• [Task]:
In this exercise, each record below is to be written out again exactly.

• [Given records]:
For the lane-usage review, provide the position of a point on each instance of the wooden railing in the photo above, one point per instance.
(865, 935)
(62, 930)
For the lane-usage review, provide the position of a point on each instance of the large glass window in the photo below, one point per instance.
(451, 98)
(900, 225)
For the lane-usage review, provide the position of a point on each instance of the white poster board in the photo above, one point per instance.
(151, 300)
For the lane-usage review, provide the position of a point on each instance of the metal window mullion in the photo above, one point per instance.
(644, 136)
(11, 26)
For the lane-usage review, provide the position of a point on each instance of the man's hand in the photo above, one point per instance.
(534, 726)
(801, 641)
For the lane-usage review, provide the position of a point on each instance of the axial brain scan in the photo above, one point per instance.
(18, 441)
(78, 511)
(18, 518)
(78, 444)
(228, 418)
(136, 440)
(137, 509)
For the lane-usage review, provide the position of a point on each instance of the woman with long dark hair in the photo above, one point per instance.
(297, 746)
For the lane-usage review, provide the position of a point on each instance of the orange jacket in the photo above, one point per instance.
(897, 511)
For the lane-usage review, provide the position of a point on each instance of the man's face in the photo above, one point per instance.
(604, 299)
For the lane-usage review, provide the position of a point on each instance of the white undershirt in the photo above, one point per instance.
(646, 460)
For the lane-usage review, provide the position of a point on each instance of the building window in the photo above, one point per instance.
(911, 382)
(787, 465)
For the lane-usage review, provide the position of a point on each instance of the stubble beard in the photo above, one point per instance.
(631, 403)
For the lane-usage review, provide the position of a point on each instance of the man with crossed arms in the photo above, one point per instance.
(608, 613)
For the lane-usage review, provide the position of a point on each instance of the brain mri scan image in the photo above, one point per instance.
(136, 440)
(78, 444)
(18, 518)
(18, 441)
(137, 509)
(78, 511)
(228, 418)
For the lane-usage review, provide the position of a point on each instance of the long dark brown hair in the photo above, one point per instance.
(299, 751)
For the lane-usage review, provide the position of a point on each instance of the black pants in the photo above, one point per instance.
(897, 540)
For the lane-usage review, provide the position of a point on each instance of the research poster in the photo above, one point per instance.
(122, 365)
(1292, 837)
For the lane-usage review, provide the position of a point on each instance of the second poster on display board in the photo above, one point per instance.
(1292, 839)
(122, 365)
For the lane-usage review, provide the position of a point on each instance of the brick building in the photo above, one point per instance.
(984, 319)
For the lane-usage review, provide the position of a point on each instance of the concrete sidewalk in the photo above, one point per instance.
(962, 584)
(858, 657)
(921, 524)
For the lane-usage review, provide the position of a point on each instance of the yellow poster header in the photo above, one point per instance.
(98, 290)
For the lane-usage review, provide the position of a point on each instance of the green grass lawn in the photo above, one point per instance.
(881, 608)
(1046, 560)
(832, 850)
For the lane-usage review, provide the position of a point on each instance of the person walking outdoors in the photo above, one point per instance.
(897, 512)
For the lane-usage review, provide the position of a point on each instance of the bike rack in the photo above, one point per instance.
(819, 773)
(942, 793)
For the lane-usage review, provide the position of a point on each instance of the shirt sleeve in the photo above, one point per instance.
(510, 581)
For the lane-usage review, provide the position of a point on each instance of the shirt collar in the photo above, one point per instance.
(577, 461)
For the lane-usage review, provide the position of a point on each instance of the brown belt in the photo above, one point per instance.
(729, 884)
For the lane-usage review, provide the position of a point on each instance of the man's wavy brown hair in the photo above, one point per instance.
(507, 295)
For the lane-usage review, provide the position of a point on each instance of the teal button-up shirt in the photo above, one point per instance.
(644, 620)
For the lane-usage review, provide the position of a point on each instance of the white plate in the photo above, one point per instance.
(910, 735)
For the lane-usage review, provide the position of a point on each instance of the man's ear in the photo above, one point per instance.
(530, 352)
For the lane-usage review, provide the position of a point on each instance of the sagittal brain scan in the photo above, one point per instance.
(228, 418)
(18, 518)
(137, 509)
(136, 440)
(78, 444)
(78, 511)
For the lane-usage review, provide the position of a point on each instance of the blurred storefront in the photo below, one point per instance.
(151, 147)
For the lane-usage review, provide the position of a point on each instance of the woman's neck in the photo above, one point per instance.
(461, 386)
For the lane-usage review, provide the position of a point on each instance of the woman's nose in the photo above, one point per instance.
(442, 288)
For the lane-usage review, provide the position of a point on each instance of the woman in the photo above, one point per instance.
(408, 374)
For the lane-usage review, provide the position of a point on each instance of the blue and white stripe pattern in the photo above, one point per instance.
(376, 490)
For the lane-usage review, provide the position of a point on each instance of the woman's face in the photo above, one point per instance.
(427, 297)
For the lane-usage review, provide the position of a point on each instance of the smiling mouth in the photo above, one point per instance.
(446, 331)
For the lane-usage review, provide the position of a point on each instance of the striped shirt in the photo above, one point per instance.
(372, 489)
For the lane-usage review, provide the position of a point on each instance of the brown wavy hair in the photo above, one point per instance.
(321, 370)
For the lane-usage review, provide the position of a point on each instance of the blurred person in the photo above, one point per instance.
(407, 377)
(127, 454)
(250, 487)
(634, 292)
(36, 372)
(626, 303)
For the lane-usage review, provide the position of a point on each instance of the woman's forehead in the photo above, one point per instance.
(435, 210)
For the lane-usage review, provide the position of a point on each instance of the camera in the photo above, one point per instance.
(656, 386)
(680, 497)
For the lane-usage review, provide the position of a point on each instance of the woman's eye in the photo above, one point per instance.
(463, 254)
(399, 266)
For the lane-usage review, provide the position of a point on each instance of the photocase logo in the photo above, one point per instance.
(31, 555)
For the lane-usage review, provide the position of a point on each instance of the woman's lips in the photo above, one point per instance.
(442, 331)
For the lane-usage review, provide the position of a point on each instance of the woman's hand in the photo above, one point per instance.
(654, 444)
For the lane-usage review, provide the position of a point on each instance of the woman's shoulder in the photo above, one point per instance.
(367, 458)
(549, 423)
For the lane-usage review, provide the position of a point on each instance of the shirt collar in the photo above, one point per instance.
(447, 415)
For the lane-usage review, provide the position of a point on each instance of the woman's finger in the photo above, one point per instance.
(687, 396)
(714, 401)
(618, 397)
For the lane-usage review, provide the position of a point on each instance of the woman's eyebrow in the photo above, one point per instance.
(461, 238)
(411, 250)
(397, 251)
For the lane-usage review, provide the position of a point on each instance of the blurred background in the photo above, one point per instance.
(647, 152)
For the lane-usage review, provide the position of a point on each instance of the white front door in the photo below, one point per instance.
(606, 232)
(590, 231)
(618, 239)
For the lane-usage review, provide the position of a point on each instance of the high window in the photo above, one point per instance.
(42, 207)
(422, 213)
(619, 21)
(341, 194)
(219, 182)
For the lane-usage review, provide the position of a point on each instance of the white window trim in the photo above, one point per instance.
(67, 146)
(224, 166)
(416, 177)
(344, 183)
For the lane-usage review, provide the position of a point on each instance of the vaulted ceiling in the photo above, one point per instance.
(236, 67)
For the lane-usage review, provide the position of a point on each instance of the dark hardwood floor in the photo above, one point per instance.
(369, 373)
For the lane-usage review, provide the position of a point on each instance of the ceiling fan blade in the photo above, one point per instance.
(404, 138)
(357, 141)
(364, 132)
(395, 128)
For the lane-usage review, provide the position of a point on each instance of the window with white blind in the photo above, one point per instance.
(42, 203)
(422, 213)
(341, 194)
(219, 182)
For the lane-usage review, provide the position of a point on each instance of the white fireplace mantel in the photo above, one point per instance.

• [Exercise solution]:
For the lane-usage review, provide the position of a point on each instance of the wooden railing in the photo above, one point per instance.
(865, 935)
(62, 930)
For the lane-usage review, provide the position of a point on each instance of the large glass window in the photo below, one point per instance.
(451, 98)
(900, 225)
For the lane-usage review, provide the position of a point on each instance of the white poster board in the photo above, one point per instance.
(151, 300)
For the lane-usage review, provide the position of a point on each instance of the metal window mullion in the photo above, one point per instance.
(644, 136)
(11, 26)
For the lane-usage review, provide the position of a point on each instance of the man's hand in the photo above, one point per instance.
(534, 726)
(801, 641)
For the lane-usage review, provide the position of a point on each instance of the axial brain scan in the photo above, one point per instance.
(18, 441)
(78, 511)
(18, 518)
(78, 444)
(228, 418)
(136, 440)
(137, 509)
For the lane-usage review, provide the position of a point on each instance of the woman with long dark hair in the photo above, one point per instance.
(297, 746)
For the lane-usage review, provide the position of a point on each instance of the orange jacket in the photo above, one point per instance.
(897, 511)
For the lane-usage review, provide the position of a point on each instance of the man's face in the photo above, one point per instance.
(604, 299)
For the lane-usage review, provide the position of a point on each instance of the white undershirt in the photo above, one point per instance.
(646, 460)
For the lane-usage review, provide the position of a point on each instance of the building window in the photo above, one point per instance.
(911, 382)
(787, 465)
For the lane-usage review, provide the position of a point on each instance of the stubble beard in the photo above, one point per instance.
(631, 403)
For the lane-usage review, provide the position of a point on each instance of the man with crossed arms in the photo above, one point per instance.
(608, 613)
For the lane-usage review, provide the position of a point on each instance of the brain mri scan image in the photo above, one point per instance.
(136, 440)
(78, 444)
(18, 518)
(18, 441)
(137, 509)
(78, 511)
(228, 418)
For the lane-usage review, provide the position of a point on each instance of the long dark brown hair in the photo above, one point per instance.
(299, 751)
For the lane-usage review, provide the position of a point on each instance of the black pants in the photo above, one point per instance.
(897, 540)
For the lane-usage review, provide the position of a point on each instance of the research poster in the photo above, one point per instance.
(122, 365)
(1292, 837)
For the lane-usage review, provide the position of a point on each instance of the second poster on display board in the photo above, one point per instance.
(1292, 839)
(122, 365)
For the lane-usage review, provide the position of a point on each instance of the brick building in the photo above, one point per instance.
(984, 319)
For the lane-usage review, provide the position of a point on each instance of the concrete sidewalk in the photo above, one point per instance.
(962, 584)
(858, 657)
(921, 524)
For the lane-usage review, provide the position of a point on each instance of the yellow poster header in the photo above, one point per instance.
(98, 290)
For the lane-usage review, provide the position of a point on each instance of the green grass lawn in the photo above, one point per instance.
(881, 608)
(1046, 560)
(832, 850)
For the lane-usage review, provide the position of a point on each instance of the person walking outdoors in the photo above, one point per instance.
(897, 512)
For the lane-usage review, provide the position of a point on each instance of the bike rack in the photo above, one point per instance.
(819, 773)
(942, 793)
For the lane-usage review, provide the position of a point on each instance of the shirt sleeve in the photo above, one point per instance.
(510, 581)
For the lane-usage review, provide the position of a point on each instance of the shirt collar in the photo above, one point per instance.
(577, 461)
For the lane-usage review, provide the position of a point on each instance of the brown belt in the photo above, one point per instance.
(729, 884)
For the lane-usage review, provide the position of a point on each instance of the man's wavy brown hair in the photo above, one point per instance.
(507, 295)
For the lane-usage review, provide the position of a point on each instance of the teal button-up shirt in the photo above, one point per instance.
(644, 620)
For the lane-usage review, provide the position of a point on each instance of the white plate in the photo above, one point per instance.
(910, 735)
For the lane-usage review, provide the position of a point on each instance of the man's ear in the photo above, one point per instance.
(530, 352)
For the lane-usage review, provide the position of a point on each instance of the sagittal brain scan in the photo above, one point per instance.
(228, 418)
(18, 518)
(137, 509)
(136, 440)
(78, 444)
(78, 511)
For the lane-usage review, provide the position of a point on each instance of the blurred storefront in the photo below, one point per instance.
(151, 147)
For the lane-usage review, provide the position of a point on each instance of the woman's neck in the photo above, one point per instance.
(461, 386)
For the lane-usage review, provide the position of a point on each instance of the woman's nose in the photo above, one point per instance.
(442, 288)
For the lane-usage review, provide the position of a point on each instance of the woman in the photo above, one point per instance.
(408, 374)
For the lane-usage review, provide the position of a point on each instance of the blue and white stripe pattern in the photo above, one point per instance.
(376, 490)
For the lane-usage review, provide the position of a point on each instance of the woman's face in the photo above, one point per instance.
(427, 297)
For the lane-usage review, provide the position of a point on each instance of the smiling mouth in the photo above, one point per instance.
(446, 331)
For the lane-usage review, provide the position of a point on each instance of the striped shirt in the photo above, one point per instance.
(372, 489)
For the lane-usage review, provide the position of a point on each instance of the brown wavy hair in the photo above, one point per instance.
(321, 370)
For the lane-usage review, provide the position of a point on each instance of the blurred person in the photo above, one point per instance.
(407, 377)
(127, 454)
(250, 487)
(634, 292)
(36, 372)
(626, 303)
For the lane-usage review, provide the position of a point on each instance of the woman's forehead in the photo above, one point per instance.
(435, 210)
For the lane-usage review, provide the position of a point on each instance of the camera in the photo above, one point per instance.
(656, 386)
(680, 497)
For the lane-usage review, provide the position of a point on each instance of the woman's eye in the photo above, one point per instance.
(463, 254)
(399, 266)
For the lane-usage review, provide the position of a point on each instance of the photocase logo in the photo above, one point per instance.
(31, 555)
For the lane-usage review, provide the position of a point on each instance of the woman's lips in the photo above, one point per instance.
(442, 331)
For the lane-usage review, provide the position of a point on each instance of the woman's hand in the photo above, one point per instance.
(654, 444)
For the lane-usage review, provide the position of a point on each instance of the woman's shoulder in the photo above, one point per instance.
(367, 458)
(549, 423)
For the lane-usage review, provide the position of a point on each instance of the shirt collar in the photo above, one point per instance.
(447, 415)
For the lane-usage review, provide the position of a point on each instance of the woman's finger in the photo above, one point per instance.
(687, 396)
(714, 401)
(618, 397)
For the lane-usage review, provide the position of a point on each instance of the woman's eyebrow in the photo above, one point per instance.
(461, 238)
(411, 250)
(397, 251)
For the lane-usage review, provide the position of a point on each instance of the blurred background in the photo above, one point per instance.
(647, 152)
For the lane-usage review, provide the position of a point on each instance of the white front door in the photo below, one point per instance.
(606, 232)
(590, 231)
(618, 239)
For the lane-usage review, provide the position of a point on each instance of the high window in the photo above, one point per instance.
(42, 207)
(422, 213)
(619, 21)
(341, 194)
(219, 182)
For the lane-usage review, provide the position of a point on each instance of the white window trim in the photo above, one point per instance.
(67, 146)
(224, 166)
(416, 177)
(344, 183)
For the lane-usage review, provide the position of a point on each instance of the vaulted ceiling in the photo above, one point per instance.
(236, 67)
For the lane-usage review, provide the position of a point on each instance of the dark hardwood floor in the photo above, one point per instance.
(369, 373)
For the lane-usage review, provide the position of a point on each instance of the ceiling fan blade in the photo above, one point per instance.
(404, 138)
(357, 141)
(364, 132)
(395, 128)
For the lane-usage review, provide the position of a point on each instance of the window with white blind in the photo above, one point per instance.
(42, 203)
(422, 213)
(341, 194)
(219, 182)
For the lane-usage review, provide the position of a point on each instance of the white fireplace mantel in the photo above, one point per instance.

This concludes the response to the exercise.